Document excerpt section start
[Docs] Intel Gaudi blog

peterschmidt85 · peterschmidt85 · commit 3cdcf7b22a0d · 2025-02-21T17:58:08.000+01:00
diff --git a/docs/blog/posts/distributed-training-with-aws-efa.md b/docs/blog/posts/distributed-training-with-aws-efa.md
@@ -20,7 +20,7 @@ With the latest release of `dstack`, you can now leverage AWS EFA to supercharge
 
 <!-- more -->
 
-## Why EFA?
+## About EFA
 
 AWS EFA delivers up to 400 Gbps of bandwidth, enabling lightning-fast GPU-to-GPU communication across nodes. By
 bypassing the kernel and providing direct network access, EFA minimizes latency and maximizes throughput. Its native
diff --git a/docs/blog/posts/intel-gaudi.md b/docs/blog/posts/intel-gaudi.md
@@ -0,0 +1,168 @@
+---
+title: Supporting Intel Gaudi
+date: 2025-02-21
+description: "TBA"
Document excerpt section end
Material shown section start
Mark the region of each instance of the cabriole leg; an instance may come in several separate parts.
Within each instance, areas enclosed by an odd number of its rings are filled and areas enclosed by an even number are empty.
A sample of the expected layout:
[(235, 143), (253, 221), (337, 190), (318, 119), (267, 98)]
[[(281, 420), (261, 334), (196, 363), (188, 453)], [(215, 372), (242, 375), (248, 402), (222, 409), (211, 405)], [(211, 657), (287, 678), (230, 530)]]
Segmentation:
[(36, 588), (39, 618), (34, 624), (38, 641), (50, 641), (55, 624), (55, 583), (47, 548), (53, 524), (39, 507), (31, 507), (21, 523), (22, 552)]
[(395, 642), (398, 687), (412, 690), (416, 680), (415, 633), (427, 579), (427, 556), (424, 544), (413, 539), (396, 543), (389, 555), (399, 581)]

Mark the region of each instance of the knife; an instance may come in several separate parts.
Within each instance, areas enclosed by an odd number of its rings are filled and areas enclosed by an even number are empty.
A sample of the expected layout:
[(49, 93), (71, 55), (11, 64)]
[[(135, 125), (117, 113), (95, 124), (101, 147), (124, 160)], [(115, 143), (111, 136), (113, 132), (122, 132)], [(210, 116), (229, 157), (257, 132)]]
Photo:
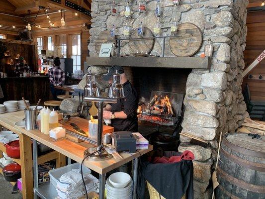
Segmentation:
[(81, 129), (80, 128), (79, 128), (79, 126), (76, 125), (75, 123), (71, 122), (70, 123), (70, 125), (73, 126), (73, 128), (77, 131), (80, 132), (80, 133), (87, 135), (87, 133), (85, 132), (83, 129)]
Material shown section end
» Task instructions:
- 1) According to the commit diff, how does AWS EFA minimize latency and maximize throughput? Answer in one to three sentences.
- 2) Duplicate the portion of the commit diff from "[Docs] Intel Gaudi" up to and including "-## Why EFA?".
- 3) Summarize the commit diff in two sentences.

» Solutions to the exercise:
- 1) AWS EFA minimizes latency and maximizes throughput by bypassing the kernel and providing direct network access.

- 2)
[Docs] Intel Gaudi blog

peterschmidt85 · peterschmidt85 · commit 3cdcf7b22a0d · 2025-02-21T17:58:08.000+01:00
diff --git a/docs/blog/posts/distributed-training-with-aws-efa.md b/docs/blog/posts/distributed-training-with-aws-efa.md
@@ -20,7 +20,7 @@ With the latest release of `dstack`, you can now leverage AWS EFA to supercharge
 
 <!-- more -->
 
-## Why EFA?

- 3) The commit diff, titled "[Docs] Intel Gaudi blog" and made by peterschmidt85 on 2025-02-21, renames the heading "Why EFA?" to "About EFA" in the blog post on distributed training with AWS EFA. It also adds a new blog post file, intel-gaudi.md, titled "Supporting Intel Gaudi," dated 2025-02-21, with the description "TBA."